_ASSIGNMENT_
Below are some entries. Copy each line that holds the string "black".
++++
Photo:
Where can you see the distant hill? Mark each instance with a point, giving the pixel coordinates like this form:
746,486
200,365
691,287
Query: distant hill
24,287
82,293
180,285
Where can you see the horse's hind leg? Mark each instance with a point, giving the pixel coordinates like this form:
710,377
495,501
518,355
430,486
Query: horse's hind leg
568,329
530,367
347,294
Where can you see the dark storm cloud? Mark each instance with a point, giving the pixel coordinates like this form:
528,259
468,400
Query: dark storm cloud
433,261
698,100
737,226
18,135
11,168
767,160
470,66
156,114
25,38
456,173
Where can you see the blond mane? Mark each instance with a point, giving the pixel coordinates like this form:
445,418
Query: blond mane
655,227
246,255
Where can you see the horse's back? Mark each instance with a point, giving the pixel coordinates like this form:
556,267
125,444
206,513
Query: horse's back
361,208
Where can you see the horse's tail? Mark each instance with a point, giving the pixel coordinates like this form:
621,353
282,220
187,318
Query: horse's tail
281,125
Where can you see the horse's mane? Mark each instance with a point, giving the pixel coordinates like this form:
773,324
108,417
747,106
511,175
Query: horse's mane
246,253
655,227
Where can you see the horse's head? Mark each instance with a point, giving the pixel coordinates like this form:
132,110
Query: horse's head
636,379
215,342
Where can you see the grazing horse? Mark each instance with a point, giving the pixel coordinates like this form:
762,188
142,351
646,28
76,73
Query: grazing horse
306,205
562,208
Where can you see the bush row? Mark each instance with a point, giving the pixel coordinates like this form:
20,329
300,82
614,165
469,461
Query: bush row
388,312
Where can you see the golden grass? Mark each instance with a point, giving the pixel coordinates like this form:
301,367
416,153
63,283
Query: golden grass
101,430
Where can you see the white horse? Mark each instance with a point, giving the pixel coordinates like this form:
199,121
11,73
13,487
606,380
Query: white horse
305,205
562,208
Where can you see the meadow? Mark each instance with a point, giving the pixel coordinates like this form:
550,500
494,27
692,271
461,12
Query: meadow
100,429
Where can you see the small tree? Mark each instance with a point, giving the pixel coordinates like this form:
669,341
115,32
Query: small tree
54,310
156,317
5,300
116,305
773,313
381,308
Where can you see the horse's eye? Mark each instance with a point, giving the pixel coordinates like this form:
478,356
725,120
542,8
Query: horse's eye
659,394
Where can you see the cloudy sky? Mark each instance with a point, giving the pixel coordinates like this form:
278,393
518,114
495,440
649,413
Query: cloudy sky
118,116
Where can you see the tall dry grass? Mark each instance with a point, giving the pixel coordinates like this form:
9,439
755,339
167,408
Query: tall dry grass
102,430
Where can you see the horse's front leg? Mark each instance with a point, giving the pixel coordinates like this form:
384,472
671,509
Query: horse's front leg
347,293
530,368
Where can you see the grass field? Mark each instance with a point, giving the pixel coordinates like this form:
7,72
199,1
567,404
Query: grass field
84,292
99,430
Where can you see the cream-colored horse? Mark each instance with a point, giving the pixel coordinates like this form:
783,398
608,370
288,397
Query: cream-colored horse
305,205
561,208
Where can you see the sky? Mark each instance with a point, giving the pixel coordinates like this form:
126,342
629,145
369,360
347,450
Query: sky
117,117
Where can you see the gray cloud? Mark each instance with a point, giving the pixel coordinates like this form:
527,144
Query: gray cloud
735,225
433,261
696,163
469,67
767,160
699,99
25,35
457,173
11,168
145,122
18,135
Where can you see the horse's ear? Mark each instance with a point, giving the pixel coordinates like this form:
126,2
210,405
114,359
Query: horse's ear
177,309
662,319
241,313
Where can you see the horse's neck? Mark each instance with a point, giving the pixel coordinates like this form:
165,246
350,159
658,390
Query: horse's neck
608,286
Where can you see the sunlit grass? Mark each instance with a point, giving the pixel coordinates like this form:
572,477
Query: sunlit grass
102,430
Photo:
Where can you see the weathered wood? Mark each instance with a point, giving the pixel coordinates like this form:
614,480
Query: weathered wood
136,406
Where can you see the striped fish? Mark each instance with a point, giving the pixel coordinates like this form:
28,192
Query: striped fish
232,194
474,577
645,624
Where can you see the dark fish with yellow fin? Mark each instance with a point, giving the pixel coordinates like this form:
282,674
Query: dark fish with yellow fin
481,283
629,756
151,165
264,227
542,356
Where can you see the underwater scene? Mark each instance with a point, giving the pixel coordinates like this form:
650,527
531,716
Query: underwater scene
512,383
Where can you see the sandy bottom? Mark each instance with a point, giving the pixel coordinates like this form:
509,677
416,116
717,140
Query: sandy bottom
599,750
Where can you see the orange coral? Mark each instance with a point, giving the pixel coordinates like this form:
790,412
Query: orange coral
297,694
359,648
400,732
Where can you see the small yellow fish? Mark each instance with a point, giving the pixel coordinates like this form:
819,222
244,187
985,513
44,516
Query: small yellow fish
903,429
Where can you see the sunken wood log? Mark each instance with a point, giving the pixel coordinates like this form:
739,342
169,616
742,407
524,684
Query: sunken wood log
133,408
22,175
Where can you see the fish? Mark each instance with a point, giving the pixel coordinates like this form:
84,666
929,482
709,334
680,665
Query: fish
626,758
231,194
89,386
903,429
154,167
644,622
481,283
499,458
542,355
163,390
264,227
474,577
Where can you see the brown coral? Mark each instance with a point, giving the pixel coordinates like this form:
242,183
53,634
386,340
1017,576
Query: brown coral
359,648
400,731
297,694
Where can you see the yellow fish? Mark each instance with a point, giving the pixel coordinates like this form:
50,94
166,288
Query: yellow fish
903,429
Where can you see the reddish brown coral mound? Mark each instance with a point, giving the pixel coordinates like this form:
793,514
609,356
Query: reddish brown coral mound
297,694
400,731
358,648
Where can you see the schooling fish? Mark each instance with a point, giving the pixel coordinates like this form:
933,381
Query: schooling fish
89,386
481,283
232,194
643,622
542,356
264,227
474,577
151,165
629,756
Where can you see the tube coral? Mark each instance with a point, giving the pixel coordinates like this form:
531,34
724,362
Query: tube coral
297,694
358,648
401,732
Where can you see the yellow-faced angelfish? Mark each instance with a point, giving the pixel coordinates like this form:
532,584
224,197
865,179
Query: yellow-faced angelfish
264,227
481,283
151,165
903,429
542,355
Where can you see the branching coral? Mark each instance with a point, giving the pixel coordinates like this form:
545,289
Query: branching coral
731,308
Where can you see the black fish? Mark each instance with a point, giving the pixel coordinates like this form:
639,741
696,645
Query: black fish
++++
_ANSWER FOR THIS EXERCISE_
Where can you see the black fish? Mark each instance with a point, giving the pixel coordinates like this form:
Query: black fish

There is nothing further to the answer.